### Problem description
For this exercise, return exactly the lines of the material below that begin at the one with "the tree in" and stop after the one with "x=427, y=211".

### Data shown

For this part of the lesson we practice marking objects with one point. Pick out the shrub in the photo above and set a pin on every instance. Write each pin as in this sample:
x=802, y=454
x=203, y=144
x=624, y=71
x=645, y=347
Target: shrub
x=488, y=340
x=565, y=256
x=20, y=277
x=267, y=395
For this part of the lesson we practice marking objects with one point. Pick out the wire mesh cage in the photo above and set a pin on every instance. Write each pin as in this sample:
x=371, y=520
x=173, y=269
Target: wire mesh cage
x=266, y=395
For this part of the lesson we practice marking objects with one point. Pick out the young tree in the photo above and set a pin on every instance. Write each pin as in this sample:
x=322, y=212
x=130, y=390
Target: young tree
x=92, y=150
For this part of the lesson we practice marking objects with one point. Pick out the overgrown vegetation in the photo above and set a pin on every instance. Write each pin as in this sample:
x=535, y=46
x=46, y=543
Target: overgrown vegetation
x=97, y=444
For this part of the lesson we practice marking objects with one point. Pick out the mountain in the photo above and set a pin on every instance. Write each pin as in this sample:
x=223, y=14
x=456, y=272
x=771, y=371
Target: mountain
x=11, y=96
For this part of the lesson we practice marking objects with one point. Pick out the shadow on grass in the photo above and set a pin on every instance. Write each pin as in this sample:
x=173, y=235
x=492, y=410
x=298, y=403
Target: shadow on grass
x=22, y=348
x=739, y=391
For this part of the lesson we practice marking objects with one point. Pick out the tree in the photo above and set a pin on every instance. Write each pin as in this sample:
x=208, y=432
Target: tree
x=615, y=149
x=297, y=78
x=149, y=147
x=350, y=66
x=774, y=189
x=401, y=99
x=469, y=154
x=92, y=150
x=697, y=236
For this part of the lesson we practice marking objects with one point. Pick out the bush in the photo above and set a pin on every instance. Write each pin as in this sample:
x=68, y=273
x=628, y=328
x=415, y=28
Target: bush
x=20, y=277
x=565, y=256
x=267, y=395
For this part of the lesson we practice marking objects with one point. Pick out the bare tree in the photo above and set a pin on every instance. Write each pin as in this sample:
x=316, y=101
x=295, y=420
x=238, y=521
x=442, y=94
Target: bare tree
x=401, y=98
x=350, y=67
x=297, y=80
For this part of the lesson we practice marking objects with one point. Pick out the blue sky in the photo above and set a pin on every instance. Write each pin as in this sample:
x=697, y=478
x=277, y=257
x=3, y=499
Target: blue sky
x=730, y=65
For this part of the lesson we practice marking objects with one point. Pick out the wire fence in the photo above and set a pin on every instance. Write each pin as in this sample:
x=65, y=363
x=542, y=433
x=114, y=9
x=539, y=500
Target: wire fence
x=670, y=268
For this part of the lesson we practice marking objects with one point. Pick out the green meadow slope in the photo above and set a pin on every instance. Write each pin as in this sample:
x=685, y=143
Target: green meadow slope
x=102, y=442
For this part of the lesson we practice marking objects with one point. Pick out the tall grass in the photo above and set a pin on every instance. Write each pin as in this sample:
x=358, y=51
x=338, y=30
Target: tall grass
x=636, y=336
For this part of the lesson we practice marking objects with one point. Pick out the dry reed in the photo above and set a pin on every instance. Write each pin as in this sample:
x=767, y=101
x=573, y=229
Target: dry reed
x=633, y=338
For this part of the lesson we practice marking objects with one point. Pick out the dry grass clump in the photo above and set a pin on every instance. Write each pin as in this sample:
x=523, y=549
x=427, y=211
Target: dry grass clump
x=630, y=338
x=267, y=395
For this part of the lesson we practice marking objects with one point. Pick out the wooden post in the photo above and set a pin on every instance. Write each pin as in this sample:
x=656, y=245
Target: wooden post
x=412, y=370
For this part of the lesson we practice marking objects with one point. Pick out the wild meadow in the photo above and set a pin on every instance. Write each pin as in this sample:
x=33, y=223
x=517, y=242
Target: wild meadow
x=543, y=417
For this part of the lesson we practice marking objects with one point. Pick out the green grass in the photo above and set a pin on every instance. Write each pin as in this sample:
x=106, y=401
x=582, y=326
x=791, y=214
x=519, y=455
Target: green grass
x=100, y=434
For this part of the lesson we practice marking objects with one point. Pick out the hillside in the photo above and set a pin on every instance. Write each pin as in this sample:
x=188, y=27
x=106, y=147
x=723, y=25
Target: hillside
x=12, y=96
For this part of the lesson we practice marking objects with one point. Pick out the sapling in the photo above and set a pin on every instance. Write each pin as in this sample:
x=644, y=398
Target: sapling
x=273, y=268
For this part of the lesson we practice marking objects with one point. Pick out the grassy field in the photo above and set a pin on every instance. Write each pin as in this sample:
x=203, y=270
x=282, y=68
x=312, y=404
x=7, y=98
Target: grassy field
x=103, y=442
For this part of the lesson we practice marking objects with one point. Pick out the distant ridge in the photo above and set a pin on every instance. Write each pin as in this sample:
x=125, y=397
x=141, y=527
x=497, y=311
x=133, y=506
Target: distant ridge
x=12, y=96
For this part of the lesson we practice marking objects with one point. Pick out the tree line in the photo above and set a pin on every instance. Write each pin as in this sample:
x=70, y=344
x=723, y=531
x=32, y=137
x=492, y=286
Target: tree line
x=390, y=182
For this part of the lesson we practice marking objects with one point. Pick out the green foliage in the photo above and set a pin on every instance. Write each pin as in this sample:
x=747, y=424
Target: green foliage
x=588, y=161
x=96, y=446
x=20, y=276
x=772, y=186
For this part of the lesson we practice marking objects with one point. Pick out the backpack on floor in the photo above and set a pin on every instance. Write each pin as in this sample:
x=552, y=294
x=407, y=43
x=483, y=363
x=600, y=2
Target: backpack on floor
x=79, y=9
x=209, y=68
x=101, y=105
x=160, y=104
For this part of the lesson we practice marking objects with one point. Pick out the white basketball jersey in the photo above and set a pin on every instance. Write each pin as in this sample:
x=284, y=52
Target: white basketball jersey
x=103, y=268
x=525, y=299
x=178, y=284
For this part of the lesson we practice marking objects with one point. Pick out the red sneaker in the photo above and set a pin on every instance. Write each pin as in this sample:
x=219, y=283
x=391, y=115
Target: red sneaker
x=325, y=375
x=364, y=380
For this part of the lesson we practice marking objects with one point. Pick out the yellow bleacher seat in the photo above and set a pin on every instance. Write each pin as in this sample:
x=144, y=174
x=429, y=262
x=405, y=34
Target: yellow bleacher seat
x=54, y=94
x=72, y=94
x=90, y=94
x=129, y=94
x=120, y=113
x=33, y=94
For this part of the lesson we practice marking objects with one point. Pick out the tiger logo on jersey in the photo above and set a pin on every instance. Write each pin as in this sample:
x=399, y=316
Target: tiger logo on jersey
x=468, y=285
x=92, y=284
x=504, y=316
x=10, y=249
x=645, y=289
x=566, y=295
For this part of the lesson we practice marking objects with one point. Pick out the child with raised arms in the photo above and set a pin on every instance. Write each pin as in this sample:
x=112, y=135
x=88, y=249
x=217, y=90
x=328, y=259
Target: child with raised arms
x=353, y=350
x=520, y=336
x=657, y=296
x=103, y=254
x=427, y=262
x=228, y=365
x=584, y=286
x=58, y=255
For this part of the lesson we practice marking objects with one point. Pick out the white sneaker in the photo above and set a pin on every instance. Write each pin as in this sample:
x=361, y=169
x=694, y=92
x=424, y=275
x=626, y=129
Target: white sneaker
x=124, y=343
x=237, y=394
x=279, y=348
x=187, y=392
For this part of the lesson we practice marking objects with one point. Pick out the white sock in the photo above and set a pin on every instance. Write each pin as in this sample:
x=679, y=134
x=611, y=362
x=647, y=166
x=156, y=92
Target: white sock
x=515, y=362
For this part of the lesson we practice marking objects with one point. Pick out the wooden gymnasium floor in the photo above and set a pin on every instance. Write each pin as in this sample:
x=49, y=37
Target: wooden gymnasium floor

### Your solution
For this part of the lesson we practice marking objects with one point. Pick out the tree in the photo above and set a pin on every instance. Write each pin as in this sample:
x=208, y=432
Target: tree
x=615, y=149
x=297, y=78
x=149, y=147
x=350, y=66
x=774, y=189
x=401, y=99
x=469, y=154
x=92, y=150
x=697, y=236
For this part of the lesson we practice marking objects with one point. Pick out the bush in the photo above and set a pin on every instance. Write each pin as in this sample:
x=68, y=273
x=628, y=328
x=415, y=28
Target: bush
x=20, y=277
x=565, y=256
x=267, y=395
For this part of the lesson we practice marking objects with one point. Pick out the bare tree in the photo above and set a pin on every instance. Write each pin as in this sample:
x=316, y=101
x=295, y=420
x=238, y=521
x=442, y=94
Target: bare tree
x=401, y=98
x=350, y=67
x=297, y=80
For this part of the lesson we practice marking objects with one point. Pick out the blue sky in the photo above and set a pin on every instance. Write each pin as in this sample:
x=697, y=478
x=277, y=257
x=3, y=499
Target: blue sky
x=730, y=65
For this part of the lesson we practice marking objects with one point. Pick out the wire fence in the photo above and set a pin on every instance. Write each pin as in this sample:
x=65, y=363
x=542, y=433
x=114, y=9
x=539, y=500
Target: wire fence
x=670, y=268
For this part of the lesson we practice marking objects with one point. Pick out the green meadow slope in the photo above and set a pin on every instance. Write each pin as in this sample:
x=685, y=143
Target: green meadow slope
x=102, y=442
For this part of the lesson we practice marking objects with one point. Pick out the tall grass in the photo above and set a pin on every instance. Write each pin as in this sample:
x=358, y=51
x=338, y=30
Target: tall grass
x=636, y=336
For this part of the lesson we practice marking objects with one point. Pick out the dry reed in the photo above and set a pin on every instance. Write each pin as in this sample:
x=767, y=101
x=573, y=229
Target: dry reed
x=633, y=338
For this part of the lesson we practice marking objects with one point. Pick out the dry grass clump in the photo above and set a pin on every instance. Write each pin as in this sample:
x=523, y=549
x=427, y=211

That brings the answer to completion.